• [Requests]:
A. In the Stable Diffusion passage below, in which city were the researchers who improved the diffusion technique in 2022?
B. For each statement, say yes or no according to the Stable Diffusion passage below, and quote the words from it that decide the answer. (i) Robin Rombach now works for Stability AI. (ii) The text-prompt interface makes it impossible for users to get copies of the training images. (iii) Stable Diffusion implements its pieces as one single AI model.
C. Pick up the Stable Diffusion passage below after its last sentence and carry it forward.

• [Excerpt to read]:
○ ○ ○ ○ ○

Conditioning with text prompts
In 2022, the diffusion technique was further improved by researchers in Munich. These researchers figured out how to shape the denoising process with extra information. This process is called conditioning. (One of these researchers, Robin Rombach, is now employed by Stability AI as a developer of Stable Diffusion.)
The most common tool for conditioning is short text descriptions, also known as text prompts, that describe elements of the image, e.g.—“a dog wearing a baseball cap while eating ice cream”. (Result shown at right.) This gave rise to the dominant interface of Stable Diffusion and other AI image generators: converting a text prompt into an image.
The text-prompt interface serves another purpose, however. It creates a layer of magical misdirection that makes it harder for users to coax out obvious copies of the training images (though not impossible). Nevertheless, because all the visual information in the system is derived from the copyrighted training images, the images produced—regardless of outward appearance—are necessarily works derived from those training images.
How Stable Diffusion combines these pieces
Within Stable Diffusion, the pieces described above are implemented as three separate AI models that cooperate. For details of how these three models work together, see Stable Diffusion using Hugging Face—Looking under the hood and The Illustrated Stable Diffusion.

○ ○ ○ ○ ○

• [Entries supplied]:

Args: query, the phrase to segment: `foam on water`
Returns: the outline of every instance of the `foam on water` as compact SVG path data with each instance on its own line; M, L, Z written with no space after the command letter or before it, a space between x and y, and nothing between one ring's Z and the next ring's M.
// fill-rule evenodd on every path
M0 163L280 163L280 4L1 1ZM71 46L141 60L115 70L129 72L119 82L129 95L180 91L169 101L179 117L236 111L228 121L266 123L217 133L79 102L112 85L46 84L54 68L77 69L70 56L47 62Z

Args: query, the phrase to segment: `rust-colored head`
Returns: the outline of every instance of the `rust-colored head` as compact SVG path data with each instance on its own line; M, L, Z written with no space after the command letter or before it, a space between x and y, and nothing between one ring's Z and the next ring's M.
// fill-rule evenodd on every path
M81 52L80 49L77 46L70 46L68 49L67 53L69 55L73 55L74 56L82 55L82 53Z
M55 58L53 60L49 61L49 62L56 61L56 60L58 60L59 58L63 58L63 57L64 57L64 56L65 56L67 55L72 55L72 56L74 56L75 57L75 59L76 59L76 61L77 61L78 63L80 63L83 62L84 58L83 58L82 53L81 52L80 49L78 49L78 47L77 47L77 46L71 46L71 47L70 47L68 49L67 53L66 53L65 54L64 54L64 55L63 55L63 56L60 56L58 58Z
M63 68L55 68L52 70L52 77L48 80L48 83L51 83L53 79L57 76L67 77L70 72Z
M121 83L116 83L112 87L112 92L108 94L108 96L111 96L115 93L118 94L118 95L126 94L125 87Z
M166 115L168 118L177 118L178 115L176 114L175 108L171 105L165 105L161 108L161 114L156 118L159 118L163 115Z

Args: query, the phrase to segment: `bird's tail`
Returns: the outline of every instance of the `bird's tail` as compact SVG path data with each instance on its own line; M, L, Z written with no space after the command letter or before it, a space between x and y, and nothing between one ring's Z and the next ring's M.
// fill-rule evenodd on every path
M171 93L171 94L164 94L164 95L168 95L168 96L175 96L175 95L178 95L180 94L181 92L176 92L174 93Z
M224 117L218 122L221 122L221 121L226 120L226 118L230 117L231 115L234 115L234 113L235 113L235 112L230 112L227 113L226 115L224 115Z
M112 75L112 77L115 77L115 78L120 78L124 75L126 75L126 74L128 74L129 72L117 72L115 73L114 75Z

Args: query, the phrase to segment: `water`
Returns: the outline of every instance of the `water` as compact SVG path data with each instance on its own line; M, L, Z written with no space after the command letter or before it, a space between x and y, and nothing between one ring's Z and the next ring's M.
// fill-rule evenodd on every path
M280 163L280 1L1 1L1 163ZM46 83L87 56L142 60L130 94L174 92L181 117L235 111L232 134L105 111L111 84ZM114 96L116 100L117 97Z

○ ○ ○ ○ ○

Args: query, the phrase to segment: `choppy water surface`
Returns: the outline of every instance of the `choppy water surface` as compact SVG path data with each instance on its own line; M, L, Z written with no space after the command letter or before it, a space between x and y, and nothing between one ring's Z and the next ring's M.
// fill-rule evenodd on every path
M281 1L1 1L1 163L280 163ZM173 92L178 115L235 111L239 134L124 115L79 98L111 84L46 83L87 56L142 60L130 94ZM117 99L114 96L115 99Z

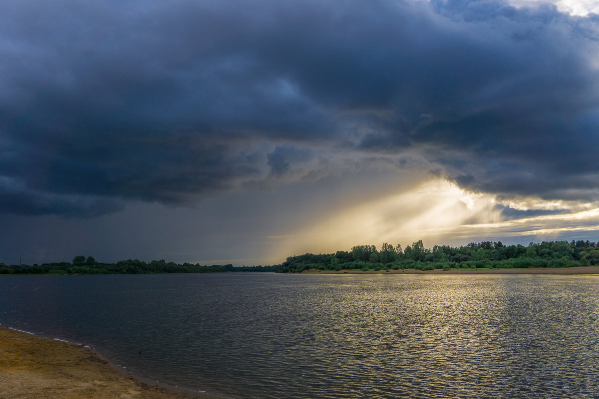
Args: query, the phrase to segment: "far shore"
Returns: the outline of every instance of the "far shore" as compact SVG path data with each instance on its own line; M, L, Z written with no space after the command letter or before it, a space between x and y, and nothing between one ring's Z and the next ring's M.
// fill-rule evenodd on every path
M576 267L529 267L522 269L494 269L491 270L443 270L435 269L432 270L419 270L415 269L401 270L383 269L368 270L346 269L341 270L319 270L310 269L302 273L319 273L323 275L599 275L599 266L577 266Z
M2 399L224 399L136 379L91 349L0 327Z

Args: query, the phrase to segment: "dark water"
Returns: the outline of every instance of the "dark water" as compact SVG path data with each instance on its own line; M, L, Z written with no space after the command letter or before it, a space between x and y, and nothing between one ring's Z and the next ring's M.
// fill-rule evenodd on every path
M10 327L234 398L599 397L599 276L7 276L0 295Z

○ ○ ○ ○ ○

• [Expected results]:
A. Munich.

B.
(i) Yes: "One of these researchers, Robin Rombach, is now employed by Stability AI as a developer of Stable Diffusion."
(ii) No: "makes it harder for users to coax out obvious copies of the training images (though not impossible)"
(iii) No: "implemented as three separate AI models that cooperate"

C.
Stability AI, founded by Emad Mostaque, is based in London.
Stability AI funded LAION, a German organization that is creating ever-larger image datasets—without consent, credit, or compensation to the original artists—for use by AI companies.
Stability AI is the developer of Stable Diffusion. Stability AI trained Stable Diffusion using the LAION dataset.
Stability AI also released DreamStudio, a paid app that packages Stable Diffusion in a web interface.
DeviantArt was founded in 2000 and has long been one of the largest artist communities on the web.
As shown by Simon Willison and Andy Baio, thousands—and probably closer to millions—of images in LAION were copied from DeviantArt and used to train Stable Diffusion.
Rather than stand up for its community of artists by protecting them against AI training, DeviantArt instead chose to release DreamUp, a paid app built around Stable Diffusion. In turn, a flood of AI-generated art has inundated DeviantArt, crowding out human artists.
Midjourney was founded in 2021 by David Holz in San Francisco. Midjourney offers a text-to-image generator through Discord and a web app.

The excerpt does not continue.